┌─ Material supplied

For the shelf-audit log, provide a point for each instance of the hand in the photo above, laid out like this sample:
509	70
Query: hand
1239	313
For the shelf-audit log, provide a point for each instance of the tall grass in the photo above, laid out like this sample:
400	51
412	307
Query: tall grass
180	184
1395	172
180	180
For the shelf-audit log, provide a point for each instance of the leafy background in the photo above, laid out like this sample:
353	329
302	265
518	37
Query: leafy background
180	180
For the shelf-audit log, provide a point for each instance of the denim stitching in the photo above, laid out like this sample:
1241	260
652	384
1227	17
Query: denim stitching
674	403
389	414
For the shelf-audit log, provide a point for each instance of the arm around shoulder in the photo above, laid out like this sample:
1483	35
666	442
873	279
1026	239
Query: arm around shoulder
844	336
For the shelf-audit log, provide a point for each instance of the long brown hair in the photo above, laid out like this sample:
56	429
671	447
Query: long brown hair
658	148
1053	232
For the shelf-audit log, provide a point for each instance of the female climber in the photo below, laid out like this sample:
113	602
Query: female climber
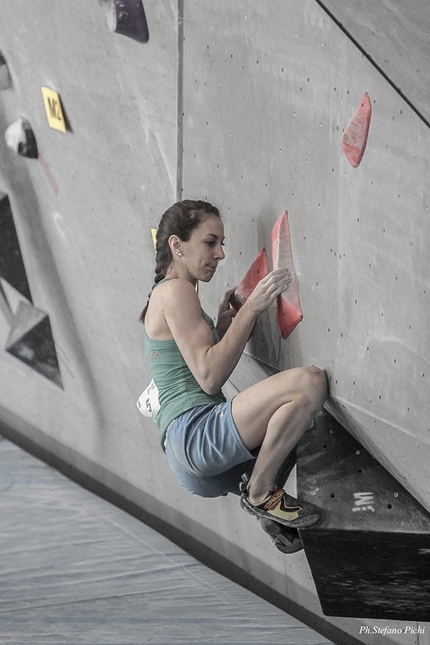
211	443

└─

### [What this task involves]
Rewrite all the items above, changing "shelf-audit log" to "inventory record" everywhere and keeping everything else the same. Omit the pictures.

### [Task response]
For the inventory record, provide a point for each instance of the hand in the photo above, laid out like this sample:
509	70
Query: hand
1239	313
For the inventory record, provide a point for each instance of the tall grass in the photo above, laid out like this sample:
400	51
412	307
Query: tall grass
180	184
1395	172
180	180
For the inventory record, provide a point for each instance of the leafy background in the photo above, laid out like this sample:
353	329
302	265
518	37
Query: leafy background
180	180
For the inventory record, provide a point for each instance of the denim stitching in the photo above, laid out like this sample:
1241	260
652	384
1227	17
Query: denim stitching
674	403
389	414
For the inventory record, provide a point for each instance of the arm around shoulder in the photo above, laid out like this sample:
1483	35
666	442
873	279
1026	239
Query: arm around shoulder
844	336
For the inventory record, provide a point for each instance of the long brown hair in the photo above, laid out like this sample:
56	429
671	447
Query: long brown hair
658	148
1053	232
For the inventory record, provide a point for each instance of the female climber in the photo below, laid out like this sample:
113	602
Query: female climber
211	443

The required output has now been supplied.